Object position labeling entries:

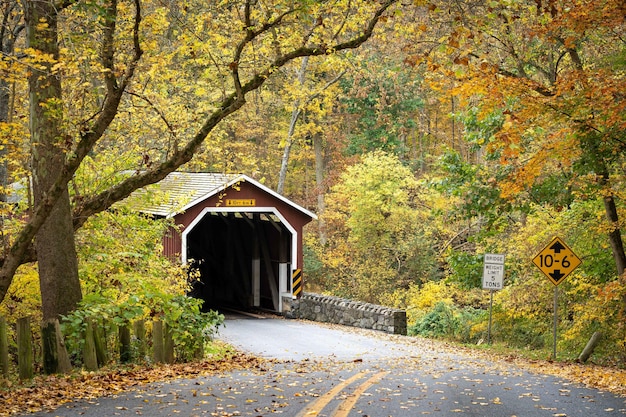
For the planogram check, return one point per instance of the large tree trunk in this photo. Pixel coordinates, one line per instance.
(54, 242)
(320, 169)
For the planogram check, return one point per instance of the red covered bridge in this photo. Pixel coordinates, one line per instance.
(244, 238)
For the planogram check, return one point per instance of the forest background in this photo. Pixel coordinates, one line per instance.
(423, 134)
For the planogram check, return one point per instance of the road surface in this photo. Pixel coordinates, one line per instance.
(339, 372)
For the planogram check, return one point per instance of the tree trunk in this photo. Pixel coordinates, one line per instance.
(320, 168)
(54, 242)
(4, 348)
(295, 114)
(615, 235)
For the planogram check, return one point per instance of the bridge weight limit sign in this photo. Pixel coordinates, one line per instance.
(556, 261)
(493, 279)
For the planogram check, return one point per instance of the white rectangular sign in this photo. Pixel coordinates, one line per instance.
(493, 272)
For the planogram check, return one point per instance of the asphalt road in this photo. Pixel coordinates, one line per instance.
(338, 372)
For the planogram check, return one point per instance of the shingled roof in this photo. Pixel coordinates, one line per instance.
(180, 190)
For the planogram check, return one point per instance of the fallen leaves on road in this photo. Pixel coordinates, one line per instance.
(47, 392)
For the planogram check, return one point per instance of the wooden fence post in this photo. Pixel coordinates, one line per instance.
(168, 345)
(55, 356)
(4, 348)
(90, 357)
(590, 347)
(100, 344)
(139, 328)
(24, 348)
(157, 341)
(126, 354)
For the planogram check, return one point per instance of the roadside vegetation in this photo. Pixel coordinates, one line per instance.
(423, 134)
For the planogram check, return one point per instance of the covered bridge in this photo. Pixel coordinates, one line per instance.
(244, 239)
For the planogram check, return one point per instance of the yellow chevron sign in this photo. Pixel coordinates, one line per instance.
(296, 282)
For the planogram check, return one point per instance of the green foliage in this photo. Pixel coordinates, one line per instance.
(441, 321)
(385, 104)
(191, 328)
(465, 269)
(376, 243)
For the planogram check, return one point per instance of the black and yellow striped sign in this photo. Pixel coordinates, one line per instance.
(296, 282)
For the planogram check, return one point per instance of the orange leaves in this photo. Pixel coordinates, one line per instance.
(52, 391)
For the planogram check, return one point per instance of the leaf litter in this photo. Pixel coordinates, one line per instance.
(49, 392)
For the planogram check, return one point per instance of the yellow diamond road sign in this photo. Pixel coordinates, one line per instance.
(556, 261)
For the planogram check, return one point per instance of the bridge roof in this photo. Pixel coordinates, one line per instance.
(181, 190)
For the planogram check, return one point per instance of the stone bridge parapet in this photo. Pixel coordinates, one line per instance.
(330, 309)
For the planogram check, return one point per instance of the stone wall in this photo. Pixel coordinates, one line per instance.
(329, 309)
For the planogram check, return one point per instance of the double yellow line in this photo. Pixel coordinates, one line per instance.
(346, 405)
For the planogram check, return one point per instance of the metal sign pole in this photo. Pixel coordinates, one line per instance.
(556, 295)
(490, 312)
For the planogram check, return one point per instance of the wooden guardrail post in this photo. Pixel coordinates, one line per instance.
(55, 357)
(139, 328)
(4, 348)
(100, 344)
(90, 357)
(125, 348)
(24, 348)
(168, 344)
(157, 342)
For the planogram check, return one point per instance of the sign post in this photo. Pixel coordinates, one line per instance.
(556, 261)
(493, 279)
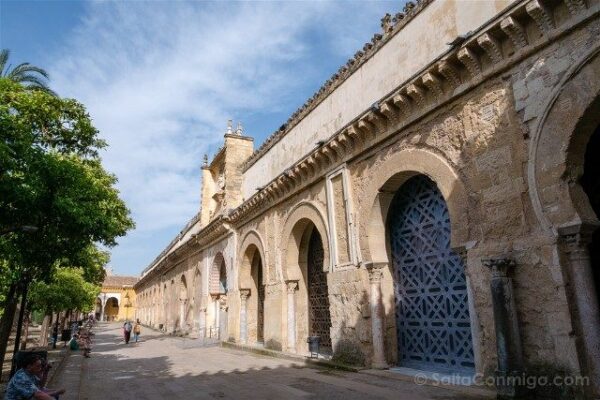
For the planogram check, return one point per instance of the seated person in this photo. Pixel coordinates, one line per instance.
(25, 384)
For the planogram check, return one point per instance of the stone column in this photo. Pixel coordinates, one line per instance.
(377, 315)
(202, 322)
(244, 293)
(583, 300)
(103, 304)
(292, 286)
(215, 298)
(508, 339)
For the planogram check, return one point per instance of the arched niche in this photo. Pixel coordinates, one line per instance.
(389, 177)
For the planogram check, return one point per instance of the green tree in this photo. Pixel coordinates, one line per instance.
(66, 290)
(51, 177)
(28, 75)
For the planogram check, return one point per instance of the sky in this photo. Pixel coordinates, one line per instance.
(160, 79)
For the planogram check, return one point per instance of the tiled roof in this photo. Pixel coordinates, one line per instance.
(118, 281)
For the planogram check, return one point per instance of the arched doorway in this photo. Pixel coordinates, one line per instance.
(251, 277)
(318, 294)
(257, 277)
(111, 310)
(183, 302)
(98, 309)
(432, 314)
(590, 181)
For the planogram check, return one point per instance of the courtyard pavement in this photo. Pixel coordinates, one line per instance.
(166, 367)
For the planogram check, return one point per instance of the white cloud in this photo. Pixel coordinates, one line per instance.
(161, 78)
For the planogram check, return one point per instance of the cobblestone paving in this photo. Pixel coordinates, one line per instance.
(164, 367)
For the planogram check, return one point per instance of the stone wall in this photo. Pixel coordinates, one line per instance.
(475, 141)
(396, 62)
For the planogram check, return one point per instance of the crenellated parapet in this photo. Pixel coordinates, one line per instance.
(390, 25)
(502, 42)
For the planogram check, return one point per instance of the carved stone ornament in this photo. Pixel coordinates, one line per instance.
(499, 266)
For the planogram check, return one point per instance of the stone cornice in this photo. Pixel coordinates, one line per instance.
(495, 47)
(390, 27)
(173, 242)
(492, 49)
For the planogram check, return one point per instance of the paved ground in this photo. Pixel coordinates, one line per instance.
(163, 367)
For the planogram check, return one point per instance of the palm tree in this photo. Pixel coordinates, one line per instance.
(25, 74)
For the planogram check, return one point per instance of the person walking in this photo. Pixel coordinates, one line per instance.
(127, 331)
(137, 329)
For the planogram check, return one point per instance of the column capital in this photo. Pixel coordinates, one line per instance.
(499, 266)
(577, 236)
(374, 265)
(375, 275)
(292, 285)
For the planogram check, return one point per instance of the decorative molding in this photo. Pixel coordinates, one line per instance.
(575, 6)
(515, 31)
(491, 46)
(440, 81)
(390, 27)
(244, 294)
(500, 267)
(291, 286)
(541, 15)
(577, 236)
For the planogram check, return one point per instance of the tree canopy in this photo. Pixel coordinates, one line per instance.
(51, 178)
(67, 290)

* _DIRECTIONS FOR THIS TASK_
Starting from the line with "of the crenellated" and ending with the final line of the data, quote every line exactly, both ends included.

* _RESPONSE_
For the planogram check, return one point per instance of the crenellated parapet in this photo. Pixel coordinates, one line per instance.
(390, 25)
(502, 42)
For the planogram check, return one point per instance of the carved stone ornament in this photo. Pixel coordinates, one line per instance.
(499, 266)
For the planogram check, return one point per instance of the stone cornice in this photo. Pixel coordinates, one line per instance.
(495, 47)
(390, 27)
(173, 242)
(492, 49)
For the planogram check, return one point per instance of the paved ground in this photo. Pixel coordinates, one line per instance.
(163, 367)
For the planogram check, return one point per instance of the palm tree in this photo. Pixel coordinates, one line per instance.
(25, 74)
For the planogram check, return one point per instance of the person walking in this photo. Pixel coordinates, one line per instance.
(127, 331)
(137, 329)
For the planogram check, return one point per instance of the column capital in this photo. Pixel coordinates, one line per instance.
(499, 266)
(577, 236)
(374, 265)
(375, 275)
(292, 285)
For the planogram check, return one point per instance of the decorative molding in this photo. Pixel coordinates, one line per instance.
(575, 6)
(515, 31)
(491, 46)
(440, 81)
(390, 27)
(244, 294)
(500, 267)
(291, 286)
(541, 15)
(577, 236)
For the planogram check, return one point per instance of the tree canopy in this photo. Pixel coordinates, one line per instance.
(51, 178)
(67, 290)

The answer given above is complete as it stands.